Lesetext.
::::::::

Aber auch sofern man mit der ganz überwiegenden Rechtsprechung Verkehrssicherungspflichten des Waldeigentümers nicht völlig ausschließt, beschränkt sich die Verkehrssicherungspflicht auf die Abwehr sogenannter atypischer Gefahren. Die Verletzung einer Verkehrssicherungspflicht kommt im Bereich des Waldes daher nur dann in Betracht, wenn der Waldbesitzer besondere Gefahren schafft oder duldet, die ein Waldbesucher nicht oder nicht rechtzeitig erkennen kann und auf die er sich nicht einzurichten vermag, weil er mit ihnen nicht rechnen muss. Mit natürlichen Gefahren muss derjenige, der sich in die Natur begibt, stets rechnen. Solche Gefahren werden dann auch selbst übernommen (vgl. OLG Düsseldorf VersR 1998, 1166; OLG Hamm, Entscheidung vom 30.03.2007, 13 U 62/06, zitiert nach juris; OLG Köln NJW-RR 1987, 988; OLG Koblenz VersR 2004, 257).

Eine derart besondere atypische Gefahr stellen die Treppenstufen, auf denen der Kläger bedauerlicherweise zu Fall gekommen ist, nicht dar. Ausweislich des Bildes 2 (Bl. 6 d.A.), das der Kläger selbst mit der Klageschrift vorgelegt hat, handelt es sich nicht um eine steile, künstlich angelegte Steintreppe, sondern um breit angelegte, mäßig ansteigende Stufungen, mit denen es dem Wanderer erleichtert wird, die Waldböschung zu erklimmen. Derartige Niveauunterschiede im Bodenverlauf bzw. eingezogene Stufen oder Balken in Böschungen, die dem Wanderer das Ansteigen erleichtern sollen, sind im Wald nicht unüblich, so dass sich der Waldbenutzer hierauf einstellen muss. Wer daher im Wald mit dem Fahrrad unterwegs ist, hat sich auf solche plötzlich auftretenden Hindernisse einzustellen und muss - auch zum Schutz der übrigen Waldbenutzer (vgl. § 2 Abs. 3 Satz 1 LFoG NW) - jederzeit in der Lage sein, sein Fahrrad in der übersehbaren Strecke anzuhalten. Diese Verhaltenspflicht konstatiert § 3 Abs. 1 Satz 4 StVO schon für den Fahrzeugführer im Straßenverkehr. Im Wald, wo eben nicht mit einem weitgehend ebenen Wegverlauf gerechnet werden kann, gilt dies erst recht.

::::::::

Gesammelte Daten.
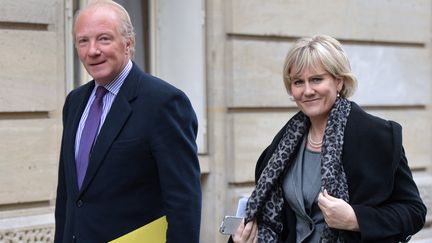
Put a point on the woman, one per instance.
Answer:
(333, 173)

::::::::

Zu lösende Aufgaben.
a) Worauf beschränkt sich laut dem Lesetext zur Verkehrssicherungspflicht im Wald die Verkehrssicherungspflicht des Waldeigentümers?
b) Erklären Sie mithilfe des Lesetextes zur Verkehrssicherungspflicht im Wald, warum die Treppenstufen, auf denen der Kläger gestürzt ist, keine atypische Gefahr darstellen.
c) Führen Sie den Lesetext zur Verkehrssicherungspflicht im Wald nach seinem letzten Satz fort.
Das Material spielt hierbei keine Rolle.

Geordnete Ergebnisse.
a) Sie beschränkt sich auf die Abwehr sogenannter atypischer Gefahren.

b) Nach Bild 2 handelt es sich nicht um eine steile, künstlich angelegte Steintreppe, sondern um breit angelegte, mäßig ansteigende Stufungen, die das Erklimmen der Waldböschung erleichtern. Solche Niveauunterschiede und eingezogenen Stufen oder Balken sind im Wald nicht unüblich, sodass sich der Waldbenutzer darauf einstellen muss.

c)
Es ist für den Senat nicht nachvollziehbar, warum es - wie der Kläger in der Berufung geltend macht - technisch nicht möglich sein soll, mit dem Fahrrad Schritttempo zu fahren. Die Mitglieder des Senates, die selbst Fahrradfahrer sind, wissen aus eigener Erfahrung, dass dies sehr wohl möglich ist. Sofern der Kläger aufgrund der Abschüssigkeit des Geländes am Fahren im Schritttempo gehindert gewesen sein sollte, hätte er - worauf bereits das Landgericht in der angefochtenen Entscheidung hingewiesen hat - notfalls rechtzeitig vom Fahrrad absteigen und dieses weiter schieben müssen.

Bei einer der Örtlichkeit angepassten Geschwindigkeit, also bei einem Fahren im Schritttempo, hätte der Kläger den bedauerlichen Unfall vermeiden können, weil er dann - wie die Fußgänger auch - die Treppe rechtzeitig hätte bemerken können.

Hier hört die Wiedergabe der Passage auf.